EXERCISE » Copy each of the following lines verbatim, with no changes.

INPUT RECORDS »

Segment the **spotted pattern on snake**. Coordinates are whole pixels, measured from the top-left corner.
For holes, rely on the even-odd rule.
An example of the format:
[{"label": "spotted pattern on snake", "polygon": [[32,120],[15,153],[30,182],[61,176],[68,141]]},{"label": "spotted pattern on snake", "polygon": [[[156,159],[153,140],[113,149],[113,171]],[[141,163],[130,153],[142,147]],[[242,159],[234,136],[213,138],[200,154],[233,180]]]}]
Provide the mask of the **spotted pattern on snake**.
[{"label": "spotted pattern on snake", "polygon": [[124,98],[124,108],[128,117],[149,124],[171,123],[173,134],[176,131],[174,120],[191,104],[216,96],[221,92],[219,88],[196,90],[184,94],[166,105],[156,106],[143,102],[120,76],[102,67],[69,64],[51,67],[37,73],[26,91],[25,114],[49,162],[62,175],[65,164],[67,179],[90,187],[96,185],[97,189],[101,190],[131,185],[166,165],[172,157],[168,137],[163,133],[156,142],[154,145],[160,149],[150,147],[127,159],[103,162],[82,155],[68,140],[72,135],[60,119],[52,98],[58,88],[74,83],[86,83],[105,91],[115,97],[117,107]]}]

TASK SOLUTION »
Segment the **spotted pattern on snake**. Coordinates are whole pixels, measured from the top-left corner.
For holes, rely on the even-odd rule.
An example of the format:
[{"label": "spotted pattern on snake", "polygon": [[32,120],[15,153],[30,182],[61,176],[68,141]]},{"label": "spotted pattern on snake", "polygon": [[[156,159],[153,140],[113,149],[113,171]],[[141,163],[130,153],[142,147]],[[242,159],[234,136],[213,138],[200,154],[233,180]]]}]
Provide the mask of the **spotted pattern on snake**.
[{"label": "spotted pattern on snake", "polygon": [[124,98],[124,108],[128,117],[149,124],[171,123],[173,134],[176,131],[174,120],[191,104],[216,96],[221,92],[219,88],[196,90],[184,94],[166,105],[156,106],[143,102],[120,76],[102,67],[69,64],[51,67],[37,73],[26,91],[25,114],[49,162],[62,175],[65,164],[67,179],[90,187],[96,185],[97,189],[101,190],[131,185],[166,165],[172,157],[168,137],[163,133],[156,142],[154,145],[160,149],[150,147],[127,159],[103,162],[82,155],[68,140],[72,135],[60,119],[52,98],[58,88],[74,83],[86,83],[105,91],[115,97],[117,107]]}]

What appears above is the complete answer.